_EXTRAIT DU DOCUMENT_

....................

Des conséquences en cascade et un impact sur l’autonomie du sujet âgé
En population gériatrique, l’infection à pneumocoque intervient chez des patients souffrant souvent déjà de comorbidités sévères et peut avoir des conséquences en termes de syndrome ou de cascade gériatrique. Comme pour la grippe, des complications cardiovasculaires à court et à long terme sont susceptibles de se développer (infarctus du myocarde, AVC). Par ailleurs, entre 30% et 60% des patients perdent des capacités à réaliser les activités de la vie quotidienne au décours d’une hospitalisation pour infection à pneumocoque (perte d’au moins 1 point sur l’échelle ADL). Le risque de progression de troubles cognitifs est doublé, celui de développer des symptômes dépressifs est également augmenté (x1,6). Ce déclin fonctionnel lié à la pathologie aiguë vient se surimposer à d’autres considérations propres à l’hôpital et au patient. L’ensemble de ces facteurs rend souvent le retour au domicile plus complexe. En institution, les études montrent qu’après 85 ans, il n’y a pas de retour à un état antérieur en termes de qualité de vie et de vie en institution en raison du risque de perte d’autonomie. Une cascade risque alors de s’enclencher qui ne sera pas arrêtée. La démarche préventive visant à instaurer une vaccination en amont prend donc tout son sens.

....................

_LISTE DES ENREGISTREMENTS_
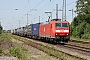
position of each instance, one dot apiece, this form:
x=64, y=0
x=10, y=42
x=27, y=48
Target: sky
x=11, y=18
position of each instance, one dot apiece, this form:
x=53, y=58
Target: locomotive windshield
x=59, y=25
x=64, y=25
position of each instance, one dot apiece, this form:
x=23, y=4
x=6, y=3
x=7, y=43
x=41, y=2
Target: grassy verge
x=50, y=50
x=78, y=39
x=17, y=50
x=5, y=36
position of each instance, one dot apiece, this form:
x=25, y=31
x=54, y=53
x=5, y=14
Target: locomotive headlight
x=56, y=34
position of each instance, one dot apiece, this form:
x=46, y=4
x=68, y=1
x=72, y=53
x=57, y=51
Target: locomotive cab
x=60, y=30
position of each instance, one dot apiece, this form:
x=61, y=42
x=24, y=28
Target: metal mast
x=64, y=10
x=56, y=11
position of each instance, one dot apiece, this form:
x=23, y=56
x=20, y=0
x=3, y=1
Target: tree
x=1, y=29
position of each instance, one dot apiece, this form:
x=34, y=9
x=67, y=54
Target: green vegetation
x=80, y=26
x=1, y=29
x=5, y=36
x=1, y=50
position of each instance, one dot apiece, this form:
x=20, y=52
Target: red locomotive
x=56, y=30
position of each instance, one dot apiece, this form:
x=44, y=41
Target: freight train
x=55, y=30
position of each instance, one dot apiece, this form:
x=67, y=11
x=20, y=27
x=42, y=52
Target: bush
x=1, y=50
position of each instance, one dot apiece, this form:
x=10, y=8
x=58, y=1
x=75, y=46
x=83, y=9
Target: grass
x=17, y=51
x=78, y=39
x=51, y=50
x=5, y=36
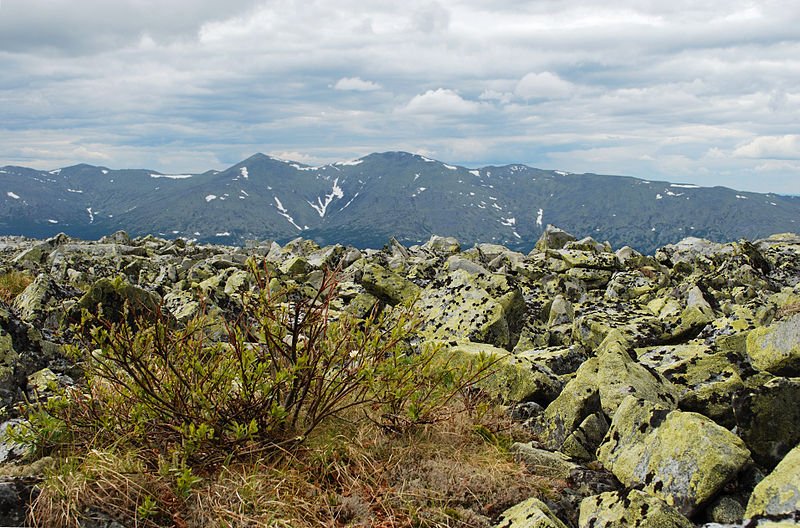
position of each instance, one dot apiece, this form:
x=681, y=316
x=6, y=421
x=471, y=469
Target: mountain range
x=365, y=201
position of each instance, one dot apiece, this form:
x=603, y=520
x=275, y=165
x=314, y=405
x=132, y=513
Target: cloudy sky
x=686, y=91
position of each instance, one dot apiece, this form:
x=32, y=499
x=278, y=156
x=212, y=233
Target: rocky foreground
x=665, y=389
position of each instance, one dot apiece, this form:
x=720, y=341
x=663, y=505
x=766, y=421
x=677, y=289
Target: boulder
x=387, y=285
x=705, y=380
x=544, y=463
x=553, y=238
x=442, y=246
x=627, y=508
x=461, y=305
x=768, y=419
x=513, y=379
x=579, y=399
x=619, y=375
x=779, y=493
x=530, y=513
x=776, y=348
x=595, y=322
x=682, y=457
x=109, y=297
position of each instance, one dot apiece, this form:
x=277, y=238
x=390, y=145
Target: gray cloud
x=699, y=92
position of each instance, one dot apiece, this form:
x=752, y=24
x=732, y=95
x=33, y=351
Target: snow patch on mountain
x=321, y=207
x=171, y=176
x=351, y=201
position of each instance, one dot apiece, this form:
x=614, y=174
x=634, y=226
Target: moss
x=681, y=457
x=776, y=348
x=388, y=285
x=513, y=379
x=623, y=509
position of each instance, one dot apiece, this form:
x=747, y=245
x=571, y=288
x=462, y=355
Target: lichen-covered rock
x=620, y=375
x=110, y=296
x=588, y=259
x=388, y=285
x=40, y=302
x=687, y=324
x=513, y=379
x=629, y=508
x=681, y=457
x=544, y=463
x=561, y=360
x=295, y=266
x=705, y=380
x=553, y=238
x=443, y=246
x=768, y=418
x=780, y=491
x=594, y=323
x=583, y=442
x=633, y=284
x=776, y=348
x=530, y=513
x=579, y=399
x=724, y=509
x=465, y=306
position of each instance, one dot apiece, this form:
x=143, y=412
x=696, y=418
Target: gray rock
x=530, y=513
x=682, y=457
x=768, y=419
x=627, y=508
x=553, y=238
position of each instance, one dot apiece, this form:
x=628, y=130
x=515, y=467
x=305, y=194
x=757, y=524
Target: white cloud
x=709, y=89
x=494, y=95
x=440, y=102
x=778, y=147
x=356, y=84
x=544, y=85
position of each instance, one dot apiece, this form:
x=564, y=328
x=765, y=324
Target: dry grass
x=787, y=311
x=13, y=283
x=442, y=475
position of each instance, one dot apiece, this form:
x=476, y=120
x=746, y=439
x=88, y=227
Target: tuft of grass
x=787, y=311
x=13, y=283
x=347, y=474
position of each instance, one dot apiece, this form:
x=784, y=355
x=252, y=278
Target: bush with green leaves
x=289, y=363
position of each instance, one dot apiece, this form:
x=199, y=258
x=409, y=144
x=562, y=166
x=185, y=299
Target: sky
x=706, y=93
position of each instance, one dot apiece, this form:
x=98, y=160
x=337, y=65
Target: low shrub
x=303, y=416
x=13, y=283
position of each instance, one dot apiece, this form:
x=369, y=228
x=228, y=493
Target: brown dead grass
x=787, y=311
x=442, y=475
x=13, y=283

....................

_PROBLÈMES À RÉSOUDRE_
(a) Selon l'extrait sur l'infection à pneumocoque chez le sujet âgé, quelle proportion de patients perd des capacités à réaliser les activités de la vie quotidienne au décours d'une hospitalisation pour cette infection ?
(b) Résumez en deux phrases l'extrait sur l'infection à pneumocoque chez le sujet âgé.
Les enregistrements proviennent d'une autre source que l'extrait.

_RÉPONSES RÉDIGÉES_
(a) Entre 30 % et 60 % des patients.

(b) Chez le sujet âgé, souvent déjà atteint de comorbidités sévères, l'infection à pneumocoque peut entraîner des complications cardiovasculaires, une perte de capacités dans les activités de la vie quotidienne, une progression des troubles cognitifs et des symptômes dépressifs, ce qui rend souvent le retour au domicile plus complexe. En institution, après 85 ans, il n'y a pas de retour à l'état antérieur et une cascade risque de s'enclencher, d'où l'intérêt d'une démarche préventive par la vaccination en amont.